(Collected data)
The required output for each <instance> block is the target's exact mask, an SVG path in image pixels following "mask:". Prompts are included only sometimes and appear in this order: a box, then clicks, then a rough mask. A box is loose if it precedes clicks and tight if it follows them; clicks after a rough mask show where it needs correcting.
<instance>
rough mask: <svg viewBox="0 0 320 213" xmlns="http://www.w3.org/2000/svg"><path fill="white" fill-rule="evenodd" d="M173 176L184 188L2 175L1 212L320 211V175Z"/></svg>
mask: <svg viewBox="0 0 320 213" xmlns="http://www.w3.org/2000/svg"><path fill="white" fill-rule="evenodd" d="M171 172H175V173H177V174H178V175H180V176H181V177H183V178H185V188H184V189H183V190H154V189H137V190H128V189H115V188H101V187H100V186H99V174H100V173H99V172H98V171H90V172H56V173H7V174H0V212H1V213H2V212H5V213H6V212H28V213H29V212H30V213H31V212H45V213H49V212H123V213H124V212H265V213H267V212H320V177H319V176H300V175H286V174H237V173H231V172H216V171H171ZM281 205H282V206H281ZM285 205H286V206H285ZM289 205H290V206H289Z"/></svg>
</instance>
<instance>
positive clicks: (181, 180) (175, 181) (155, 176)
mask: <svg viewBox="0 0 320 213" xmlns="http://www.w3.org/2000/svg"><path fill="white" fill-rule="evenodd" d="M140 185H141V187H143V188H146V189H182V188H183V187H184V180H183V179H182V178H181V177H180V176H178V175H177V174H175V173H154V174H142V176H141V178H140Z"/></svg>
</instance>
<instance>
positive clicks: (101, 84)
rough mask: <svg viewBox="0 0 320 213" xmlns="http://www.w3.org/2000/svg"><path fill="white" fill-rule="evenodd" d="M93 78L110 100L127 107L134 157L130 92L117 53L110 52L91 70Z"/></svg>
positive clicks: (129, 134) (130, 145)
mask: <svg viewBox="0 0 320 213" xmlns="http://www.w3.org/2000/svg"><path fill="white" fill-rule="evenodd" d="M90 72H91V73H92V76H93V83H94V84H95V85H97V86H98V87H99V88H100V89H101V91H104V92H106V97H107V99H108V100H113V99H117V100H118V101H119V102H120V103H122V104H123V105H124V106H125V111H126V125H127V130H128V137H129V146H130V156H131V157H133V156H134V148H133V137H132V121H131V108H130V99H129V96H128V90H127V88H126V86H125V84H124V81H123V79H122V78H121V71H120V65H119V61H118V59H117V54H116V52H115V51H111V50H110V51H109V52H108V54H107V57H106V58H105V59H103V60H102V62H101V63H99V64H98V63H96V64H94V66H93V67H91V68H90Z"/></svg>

* **Instructions to follow**:
What you write must match the records above line for line.

* **Written solution**:
The required output for each <instance> block is the target's exact mask, an SVG path in image pixels following "mask:". Prompts are included only sometimes and appear in this order: a box, then clicks, then a rough mask. A box is loose if it precedes clicks and tight if it follows them; clicks after a rough mask show where it needs correcting.
<instance>
rough mask: <svg viewBox="0 0 320 213" xmlns="http://www.w3.org/2000/svg"><path fill="white" fill-rule="evenodd" d="M173 176L184 188L2 175L1 212L320 211V175Z"/></svg>
mask: <svg viewBox="0 0 320 213" xmlns="http://www.w3.org/2000/svg"><path fill="white" fill-rule="evenodd" d="M171 172H175V173H177V174H178V175H180V176H181V177H183V178H185V188H184V189H183V190H154V189H137V190H128V189H115V188H101V187H100V186H99V174H100V173H99V172H98V171H90V172H56V173H7V174H0V212H1V213H2V212H5V213H6V212H28V213H29V212H30V213H31V212H45V213H49V212H123V213H124V212H265V213H267V212H320V177H319V176H300V175H286V174H237V173H231V172H216V171H171ZM281 205H282V206H281ZM285 205H286V206H285ZM289 205H290V206H289Z"/></svg>
</instance>
<instance>
positive clicks: (181, 180) (175, 181) (155, 176)
mask: <svg viewBox="0 0 320 213" xmlns="http://www.w3.org/2000/svg"><path fill="white" fill-rule="evenodd" d="M140 185H141V187H143V188H146V189H182V188H183V187H184V180H183V179H182V178H181V177H180V176H178V175H177V174H175V173H154V174H142V176H141V178H140Z"/></svg>
</instance>
<instance>
positive clicks: (101, 84)
rough mask: <svg viewBox="0 0 320 213" xmlns="http://www.w3.org/2000/svg"><path fill="white" fill-rule="evenodd" d="M93 78L110 100L127 107L134 157L130 92L117 53L110 52L91 70Z"/></svg>
positive clicks: (129, 134) (130, 145)
mask: <svg viewBox="0 0 320 213" xmlns="http://www.w3.org/2000/svg"><path fill="white" fill-rule="evenodd" d="M90 72H91V73H92V76H93V83H94V84H95V85H97V86H98V87H99V88H100V89H101V91H104V92H106V97H107V99H108V100H113V99H117V100H118V101H119V102H120V103H122V104H123V105H124V106H125V111H126V125H127V130H128V137H129V146H130V156H131V157H133V156H134V148H133V137H132V121H131V108H130V99H129V96H128V90H127V88H126V86H125V84H124V81H123V79H122V78H121V71H120V65H119V61H118V59H117V54H116V52H115V51H111V50H110V51H109V52H108V54H107V57H106V58H105V59H103V60H102V62H101V63H99V64H98V63H96V64H94V66H93V67H91V68H90Z"/></svg>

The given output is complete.